- _Challenge_: Set down each line of the material that follows, exactly, with no pictures.

■ ■ ■ ■ ■

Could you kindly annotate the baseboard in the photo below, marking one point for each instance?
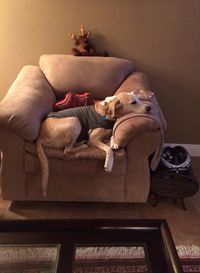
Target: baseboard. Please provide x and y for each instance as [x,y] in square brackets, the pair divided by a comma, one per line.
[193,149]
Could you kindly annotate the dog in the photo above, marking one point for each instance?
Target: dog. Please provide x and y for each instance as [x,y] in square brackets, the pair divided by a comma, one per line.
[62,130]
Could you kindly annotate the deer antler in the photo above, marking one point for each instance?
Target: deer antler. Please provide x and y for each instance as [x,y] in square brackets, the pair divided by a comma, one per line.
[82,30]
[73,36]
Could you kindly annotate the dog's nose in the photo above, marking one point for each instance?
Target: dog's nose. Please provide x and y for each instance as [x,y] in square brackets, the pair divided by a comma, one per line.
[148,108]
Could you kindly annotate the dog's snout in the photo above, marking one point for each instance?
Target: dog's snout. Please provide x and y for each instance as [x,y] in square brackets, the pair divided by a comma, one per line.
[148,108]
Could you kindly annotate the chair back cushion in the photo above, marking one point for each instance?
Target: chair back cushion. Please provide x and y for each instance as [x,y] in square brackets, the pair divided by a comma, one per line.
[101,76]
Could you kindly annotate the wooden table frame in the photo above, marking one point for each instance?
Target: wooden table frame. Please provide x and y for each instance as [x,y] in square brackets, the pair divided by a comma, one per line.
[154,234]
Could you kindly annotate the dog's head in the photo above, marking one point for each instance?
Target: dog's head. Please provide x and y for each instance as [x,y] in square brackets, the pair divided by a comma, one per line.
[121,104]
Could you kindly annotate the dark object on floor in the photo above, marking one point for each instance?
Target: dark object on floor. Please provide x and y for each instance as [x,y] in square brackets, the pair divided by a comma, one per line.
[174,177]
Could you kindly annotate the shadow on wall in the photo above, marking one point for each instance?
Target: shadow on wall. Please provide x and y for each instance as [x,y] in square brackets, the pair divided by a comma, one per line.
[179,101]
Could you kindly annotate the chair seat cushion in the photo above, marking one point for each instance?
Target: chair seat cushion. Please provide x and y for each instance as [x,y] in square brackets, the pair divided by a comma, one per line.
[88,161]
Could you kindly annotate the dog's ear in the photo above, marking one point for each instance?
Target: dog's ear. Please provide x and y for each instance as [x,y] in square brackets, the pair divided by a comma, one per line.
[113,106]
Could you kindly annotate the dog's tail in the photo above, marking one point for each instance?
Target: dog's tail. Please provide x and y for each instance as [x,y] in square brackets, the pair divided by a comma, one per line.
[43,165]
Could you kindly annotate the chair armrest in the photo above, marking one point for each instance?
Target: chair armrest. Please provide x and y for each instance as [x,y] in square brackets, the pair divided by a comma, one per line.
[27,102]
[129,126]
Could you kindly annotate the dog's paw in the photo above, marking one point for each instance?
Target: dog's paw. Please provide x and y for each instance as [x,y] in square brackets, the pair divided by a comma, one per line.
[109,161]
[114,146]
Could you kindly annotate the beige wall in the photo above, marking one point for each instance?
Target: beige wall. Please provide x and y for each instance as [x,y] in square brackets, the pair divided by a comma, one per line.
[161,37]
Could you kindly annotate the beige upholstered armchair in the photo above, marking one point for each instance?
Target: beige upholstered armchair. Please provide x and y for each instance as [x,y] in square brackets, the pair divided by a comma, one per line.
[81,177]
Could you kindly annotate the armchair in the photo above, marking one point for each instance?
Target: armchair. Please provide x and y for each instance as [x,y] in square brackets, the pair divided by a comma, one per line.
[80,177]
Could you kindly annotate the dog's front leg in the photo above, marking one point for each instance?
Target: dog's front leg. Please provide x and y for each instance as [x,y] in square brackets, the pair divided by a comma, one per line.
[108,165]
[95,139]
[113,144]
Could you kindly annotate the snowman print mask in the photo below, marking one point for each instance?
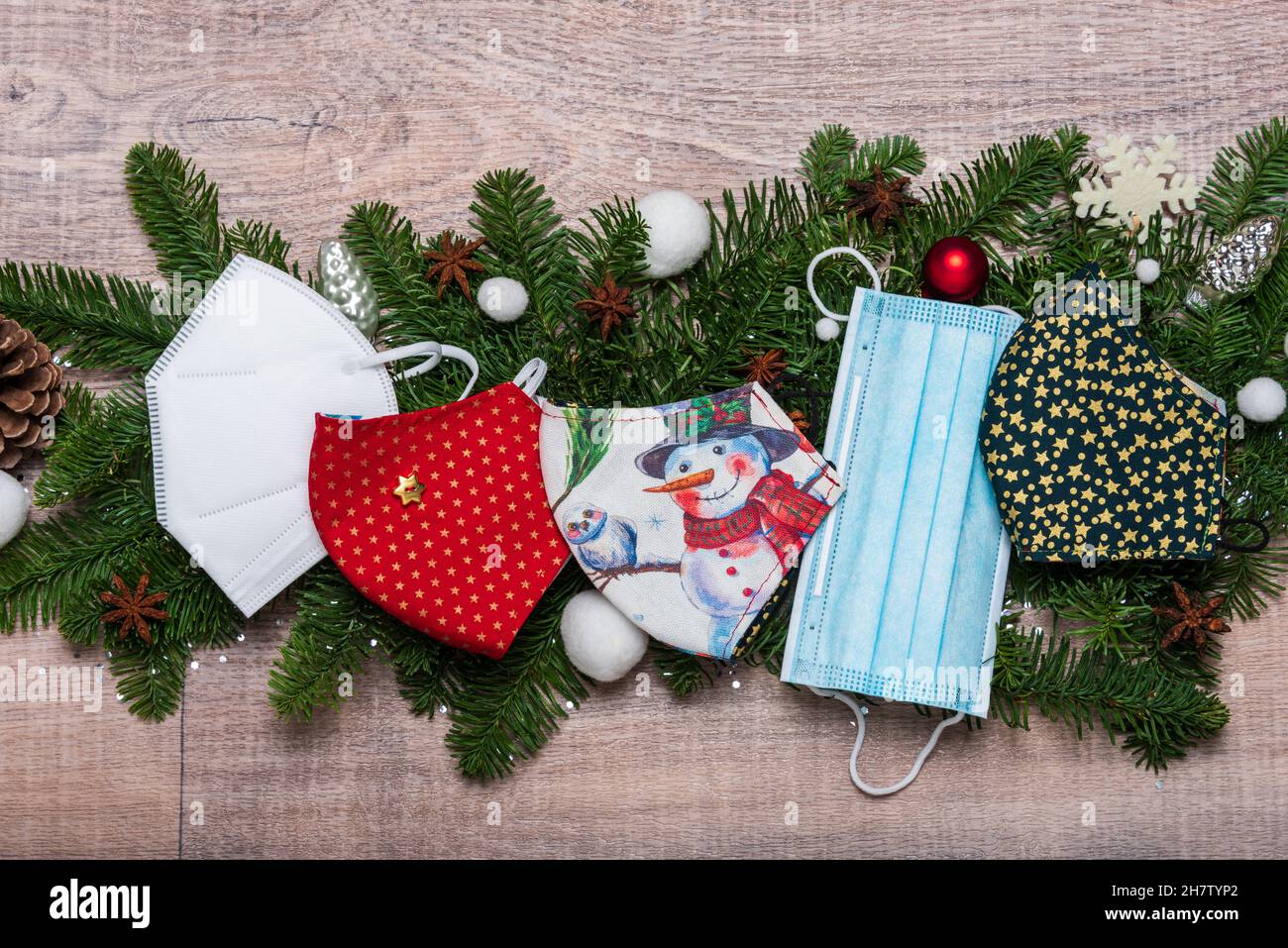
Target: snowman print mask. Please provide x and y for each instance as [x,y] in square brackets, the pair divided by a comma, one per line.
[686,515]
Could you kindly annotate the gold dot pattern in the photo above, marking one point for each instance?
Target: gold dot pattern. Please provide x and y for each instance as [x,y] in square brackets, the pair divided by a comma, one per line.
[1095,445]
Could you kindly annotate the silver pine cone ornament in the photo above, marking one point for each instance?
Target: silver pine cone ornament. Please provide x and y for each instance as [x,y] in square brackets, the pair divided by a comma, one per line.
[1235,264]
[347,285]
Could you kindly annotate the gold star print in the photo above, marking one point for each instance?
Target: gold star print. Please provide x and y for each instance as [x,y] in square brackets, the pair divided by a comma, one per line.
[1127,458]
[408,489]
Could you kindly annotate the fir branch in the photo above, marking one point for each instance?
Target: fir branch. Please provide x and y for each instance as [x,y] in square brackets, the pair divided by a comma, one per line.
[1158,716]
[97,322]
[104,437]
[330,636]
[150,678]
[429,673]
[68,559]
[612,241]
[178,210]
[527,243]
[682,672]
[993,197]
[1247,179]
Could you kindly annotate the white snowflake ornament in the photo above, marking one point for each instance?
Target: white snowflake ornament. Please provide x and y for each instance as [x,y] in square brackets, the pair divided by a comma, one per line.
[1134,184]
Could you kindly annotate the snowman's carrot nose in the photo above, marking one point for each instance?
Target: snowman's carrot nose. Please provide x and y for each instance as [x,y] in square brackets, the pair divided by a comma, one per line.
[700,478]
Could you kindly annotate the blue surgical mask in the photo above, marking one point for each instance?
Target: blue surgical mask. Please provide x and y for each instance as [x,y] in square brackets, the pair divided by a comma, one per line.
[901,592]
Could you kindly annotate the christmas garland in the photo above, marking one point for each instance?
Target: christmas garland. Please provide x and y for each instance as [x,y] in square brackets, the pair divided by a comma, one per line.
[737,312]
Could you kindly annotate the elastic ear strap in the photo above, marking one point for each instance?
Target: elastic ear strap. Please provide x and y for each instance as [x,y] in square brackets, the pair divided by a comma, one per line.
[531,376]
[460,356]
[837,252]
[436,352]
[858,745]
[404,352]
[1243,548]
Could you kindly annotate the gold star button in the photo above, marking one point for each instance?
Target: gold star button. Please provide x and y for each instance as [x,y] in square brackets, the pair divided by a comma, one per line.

■ ■ ■ ■ ■

- _Reply_:
Could you kindly annotate the baseboard in the photo below, marking one point for each instance?
Target: baseboard. Please provide x and y for each instance as [x,y] in square brackets, the pair divided by a comma, one per line.
[193,149]
Could you kindly annotate the dog in the photo above, marking one point for each instance?
Target: dog. Please provide x and y for each instance as [x,y] in square brackets, the pair divided by a comma, one per line.
[62,130]
Could you kindly annotate the deer antler in the photo above, marking one point for each instance?
Target: deer antler. Please provide x and y for each instance as [x,y] in square brackets, the pair divided by a comma, one per line.
[82,30]
[73,36]
Could you kindly annotate the dog's nose in the photo above, marking one point for each instance?
Target: dog's nose. Please provide x and y for each instance as [x,y] in square brackets, the pair divided by a comma, one per line.
[148,108]
Could you kindly annotate the dog's snout in the photo above, marking one point for each instance?
Target: dog's snout. Please provide x and y for each instance as [x,y] in square brackets, the pair divided by a comma, one per line.
[148,108]
Could you kindly annotate the chair back cushion in the photo above, marking one point for each instance?
Target: chair back cushion. Please provide x and y for each instance as [x,y] in square brackets, the pair divided by a comma, one per line.
[101,76]
Could you kindly annotate the wooden table frame in the photo above, marking one point for each instance?
Target: wooden table frame. Please provide x and y for each instance as [x,y] in square brackets, the pair divided by a comma, one per line.
[154,234]
Could you kindly annotate the dog's head in the photo above, marking one point for each instance?
Target: dog's head. Please provide x and y for each instance as [x,y] in square brackets, the pair divided by a comma, one per line.
[121,104]
Could you kindly annotate the dark object on floor in the photo above, marking one point for each instance?
Target: dark object on floor. Please provide x and y for each instance as [x,y] in square brackets, the pair divided by a comma, one per line.
[174,177]
Could you kindly annotate the shadow on wall in the photo above, marking one point for each instance?
Target: shadow on wall. Please provide x and y for each instance as [x,y] in square brackets, the pair divided by a comma, one per line.
[179,101]
Could you kindly annotate the chair seat cushion in the photo above, marking one point for each instance?
Target: chair seat cushion. Please provide x and y for each instance as [x,y] in square brackets, the pair divided by a comma, one per line.
[88,161]
Could you kindly annotate the dog's ear in the photo above, marking one point for each instance?
Target: dog's ear. Please provide x and y for each instance as [x,y] in square brackets, the pair divided by a comma, one per line.
[113,106]
Could you kindly annotate the dog's tail in the photo above, marking one point for each instance?
Target: dog's tail. Please provide x and y for each instance as [x,y] in square brackets, the pair divided by a comma, one per line.
[43,165]
Could you kindly annotate the chair armrest in the photo above, marking one point for each instance?
Target: chair armrest. Please provide x and y for each instance as [x,y] in square brackets, the pair divided by a comma, one per line.
[27,102]
[129,126]
Could you kindly annotate the dog's paw in the photo above, marking one point for each instance?
Target: dog's paw. Please provide x and y for each instance as [x,y] in square brackets, the pair divided by a comma, one per line.
[109,161]
[114,146]
Could you kindly annotate the beige wall in the photo above, marking one point for each instance?
Target: beige wall. Please provide x and y for each instance as [x,y] in square brackets, the pair divided by a comma, one per line.
[161,37]
Could you kindly annotate the beige upholstered armchair in the photo above, marking one point for each instance?
Target: beige upholstered armchair. Please provide x and y for each instance as [x,y] in square brackets, the pair divided by a comma, one per line.
[81,177]
Could you kindly annotate the armchair in the photo above, marking one point for each instance?
Target: armchair. Please provide x and y for each instance as [x,y] in square brackets, the pair divided by a comma, one per line.
[80,177]
Could you kindly annotate the dog's front leg in the photo above, marking one point for each instance?
Target: dog's front leg. Please provide x and y for each instance as [x,y] in square brackets, the pair divided by a comma, one per line.
[108,165]
[95,139]
[113,144]
Could you kindly annotate the snowman print mask in the photo below, marking one point for each instance?
Target: snowman print mask. Please provide x and y for each instance as [x,y] in square brackets, the pair divided by a comma, one per line.
[686,515]
Could you kindly annotate the gold dot pattern in the photo above, marking one point for each instance?
Target: gold dot pattern. Please provide x and y for each instance as [x,y] in square brackets, the pair divided by a comma, one per line.
[1095,445]
Could you kindly annotate the silver pine cone ornament in the photo above, marking one point for each instance?
Target: silver pine cone ornament. Please provide x and y for each instance as [x,y] in square brackets, the pair divided by a comma, one per line.
[1235,264]
[347,285]
Could you kindly annotate the gold star print in the photo above, marking one point for each instance?
Target: gold star print. Please provide x and y for each instance as [x,y] in square brackets, the pair divided by a comma, one per line.
[1127,458]
[408,489]
Could you kindly annotate the fir branch in the photo above, marking one point for each instance?
Target: fir branch. Please provide x and y for each instance as [x,y] in square brackets, the pair divided by a comma, one per line.
[1158,716]
[97,322]
[104,437]
[330,636]
[150,678]
[429,673]
[68,559]
[612,241]
[178,210]
[527,243]
[682,672]
[993,197]
[1247,179]
Could you kindly annotate the white snowflake ornament in the photo above, marking one point for each instance?
Target: white snowflake ornament. Please provide x and y for each instance as [x,y] in square brackets, the pair divided by a comma, one per line.
[1134,184]
Could you kindly annotate the snowman's carrot nose in the photo above, marking one point for each instance?
Target: snowman's carrot nose. Please provide x and y for each instance as [x,y] in square brackets, the pair divided by a comma, one per line.
[700,478]
Could you kindly annotate the blue surgical mask in the photo above, marking one point for each instance?
Target: blue surgical mask. Please provide x and y for each instance as [x,y] in square brackets, the pair divided by a comma, one per line.
[901,592]
Could you kindly annotate the christmas garland in the photo above, marking one point for each instance?
Target: christmas garland. Please provide x and y for each instance as [x,y] in square brackets, the pair divided by a comma, one per line.
[737,312]
Could you kindly annotate the elastic ear strap in the photo above, marking one point for each instance?
Target: elastic ear strap. Please provide x and y for each instance as [x,y] in square brackets, the pair divided by a comma, one per line.
[531,376]
[460,356]
[837,252]
[436,352]
[858,745]
[404,352]
[1243,548]
Could you kindly annotate the gold star button in the photo above, marking one point for each instance?
Target: gold star button. Please provide x and y for each instance as [x,y] in square brackets, the pair divided by a comma, one per line.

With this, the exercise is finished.